- _Tasks to complete_:
1/ In the news article on soda-tab bracelets, how much does Bryant charge for each bracelet?
2/ Transcribe part of the news article on soda-tab bracelets, beginning at the words "Bryant said she" and stopping after "not as plentiful.".
**** Excerpt
Bright Future: Student ‘can’ help kids
Published 12:07 am Thursday, September 15, 2011
NATCHEZ — Grayson Bryant will probably never view a can of soda the same way again.
This summer the Cathedral Middle School seventh grader was inspired to make cool bracelets out of soda can tabs after her grandmother brought her one from a trip to Honduras.
“Everyone came up to me and told me how cool it was,” Bryant said. “I looked at it and thought, ‘it can’t be that hard.’ So over the summer I learned how to make them.”
Bryant sells the bracelets for $4 each, and she is contributing all of her profits to St. Jude Children’s Research Hospital.
St. Jude’s provides pediatric cancer treatment where families never pay for treatment not covered by insurance.
“I knew St. Jude’s already collected tabs, but for just so many cents a piece,” Bryant said. “I thought it would be cool to make these bracelets and sell them for more money.”
Bryant said the bracelets were a hit with students right away. The trendsetter said with the help of her history teacher, Mike Durr, she was able to set up her charity.
Durr takes orders, only from middle school students right now, for the bracelets. He compiles the orders in a database and gives Bryant a printout before she leaves for the day. He also collects and keeps the money in a safe place.
Bryant said she has sold between 50 and 60 bracelets so far. While she keeps her technique a secret from friends, she did train her mother to help her make the popular jewelry.
“One night we had to make 24 bracelets,” Bryant said. “We were up pretty late, so she made the rest. I had to go to bed.”
Bryant spends between 10 and 15 minutes making a bracelet out of two materials — elastic string and a heaping scoop of tabs. To add a little flair to the project, Bryant affixes a colored soda can tab to each bracelet. Right now, the student is using green to promote the Green Wave spirit. But the colored tabs are not as plentiful.
“Sprite has the green ones,” Bryant said. “My dad works at the country club, so he saves them for me. People also sit them by me at lunch, so I’ll end up with one or two.”
********
**** Stored data
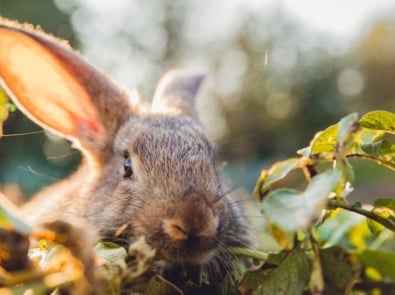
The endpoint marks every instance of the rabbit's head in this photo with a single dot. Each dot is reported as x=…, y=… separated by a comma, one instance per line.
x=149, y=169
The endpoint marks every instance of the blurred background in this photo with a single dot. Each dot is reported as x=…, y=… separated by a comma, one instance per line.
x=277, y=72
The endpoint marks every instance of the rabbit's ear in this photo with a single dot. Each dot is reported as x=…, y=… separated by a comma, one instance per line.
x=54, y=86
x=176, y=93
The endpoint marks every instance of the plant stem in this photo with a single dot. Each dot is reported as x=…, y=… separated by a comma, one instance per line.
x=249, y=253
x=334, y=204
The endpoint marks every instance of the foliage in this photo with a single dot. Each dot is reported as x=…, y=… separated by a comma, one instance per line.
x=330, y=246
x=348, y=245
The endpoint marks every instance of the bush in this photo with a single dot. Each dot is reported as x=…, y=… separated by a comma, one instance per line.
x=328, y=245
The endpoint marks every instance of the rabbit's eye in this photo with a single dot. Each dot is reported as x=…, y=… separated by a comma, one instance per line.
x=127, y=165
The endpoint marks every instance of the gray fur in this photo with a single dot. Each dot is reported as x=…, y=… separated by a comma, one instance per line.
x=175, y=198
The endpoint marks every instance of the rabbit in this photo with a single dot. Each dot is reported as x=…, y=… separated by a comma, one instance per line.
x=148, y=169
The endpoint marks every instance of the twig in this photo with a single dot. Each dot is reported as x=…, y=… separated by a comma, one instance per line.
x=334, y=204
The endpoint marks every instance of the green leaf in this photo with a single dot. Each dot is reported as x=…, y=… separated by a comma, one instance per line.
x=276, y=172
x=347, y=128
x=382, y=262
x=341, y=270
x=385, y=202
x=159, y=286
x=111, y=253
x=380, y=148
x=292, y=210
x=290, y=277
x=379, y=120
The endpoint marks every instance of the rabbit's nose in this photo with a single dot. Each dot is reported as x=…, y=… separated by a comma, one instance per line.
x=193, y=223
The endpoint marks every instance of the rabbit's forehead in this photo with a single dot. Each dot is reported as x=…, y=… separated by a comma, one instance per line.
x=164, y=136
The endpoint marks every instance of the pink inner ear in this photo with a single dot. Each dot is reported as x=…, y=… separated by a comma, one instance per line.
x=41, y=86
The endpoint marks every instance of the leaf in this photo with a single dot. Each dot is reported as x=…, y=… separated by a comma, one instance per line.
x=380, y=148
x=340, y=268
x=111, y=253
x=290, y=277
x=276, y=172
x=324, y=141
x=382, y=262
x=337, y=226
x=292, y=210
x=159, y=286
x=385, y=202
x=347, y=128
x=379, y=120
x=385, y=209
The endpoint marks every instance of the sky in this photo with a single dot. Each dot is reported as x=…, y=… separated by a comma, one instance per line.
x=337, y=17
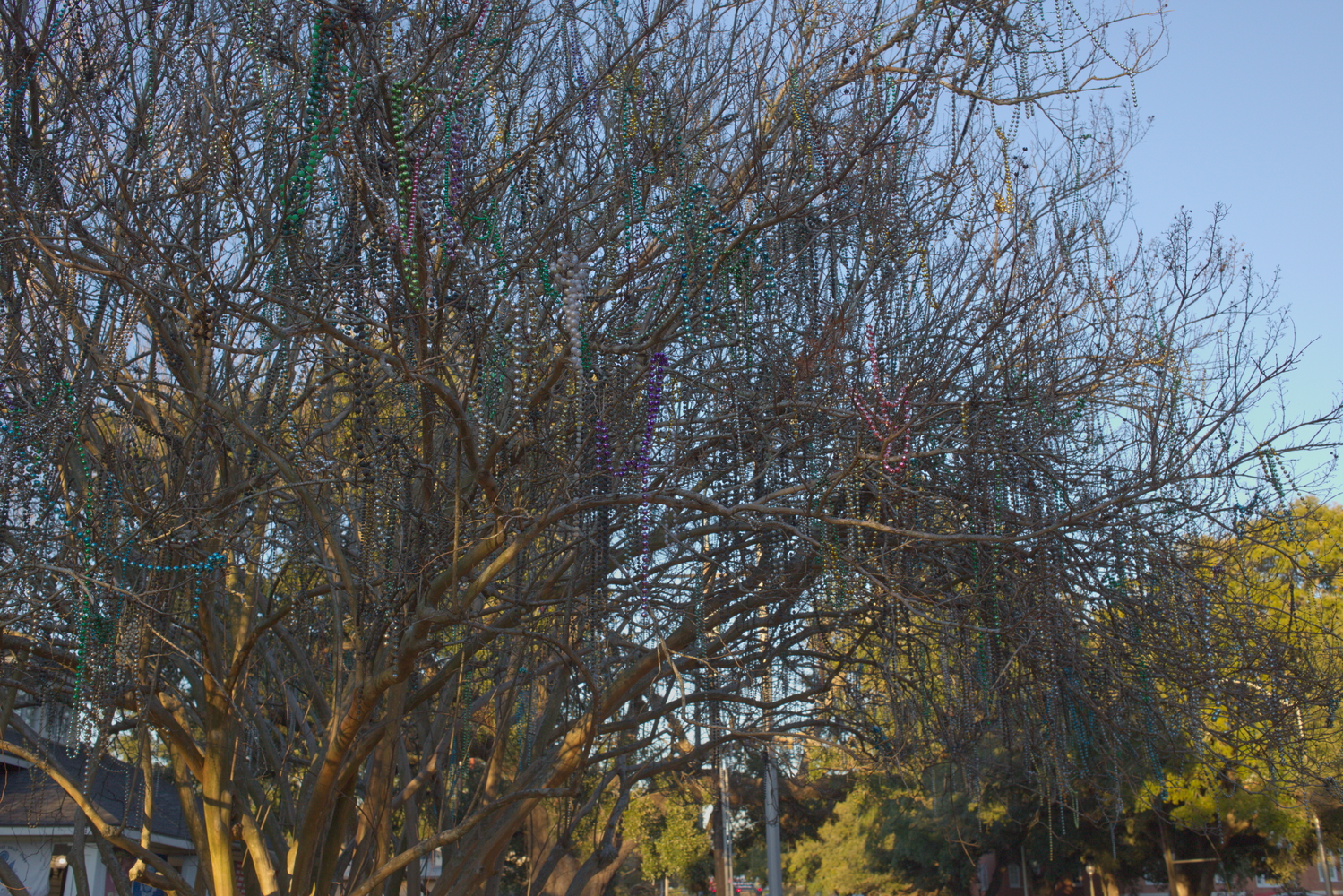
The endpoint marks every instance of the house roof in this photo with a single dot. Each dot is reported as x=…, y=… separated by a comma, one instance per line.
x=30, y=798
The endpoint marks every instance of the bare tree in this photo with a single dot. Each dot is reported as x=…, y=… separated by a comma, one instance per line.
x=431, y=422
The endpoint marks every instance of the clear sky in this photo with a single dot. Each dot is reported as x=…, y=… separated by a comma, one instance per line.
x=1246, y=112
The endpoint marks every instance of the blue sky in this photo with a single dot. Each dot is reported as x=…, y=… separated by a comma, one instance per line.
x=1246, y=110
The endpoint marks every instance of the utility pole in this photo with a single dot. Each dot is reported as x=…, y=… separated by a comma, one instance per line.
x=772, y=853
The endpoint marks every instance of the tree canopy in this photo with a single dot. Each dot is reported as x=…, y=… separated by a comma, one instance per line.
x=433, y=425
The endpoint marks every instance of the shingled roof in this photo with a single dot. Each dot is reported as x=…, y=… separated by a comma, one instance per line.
********
- _Results for each task_:
1/ $4 each.

2/
Bryant said she has sold between 50 and 60 bracelets so far. While she keeps her technique a secret from friends, she did train her mother to help her make the popular jewelry.
“One night we had to make 24 bracelets,” Bryant said. “We were up pretty late, so she made the rest. I had to go to bed.”
Bryant spends between 10 and 15 minutes making a bracelet out of two materials — elastic string and a heaping scoop of tabs. To add a little flair to the project, Bryant affixes a colored soda can tab to each bracelet. Right now, the student is using green to promote the Green Wave spirit. But the colored tabs are not as plentiful.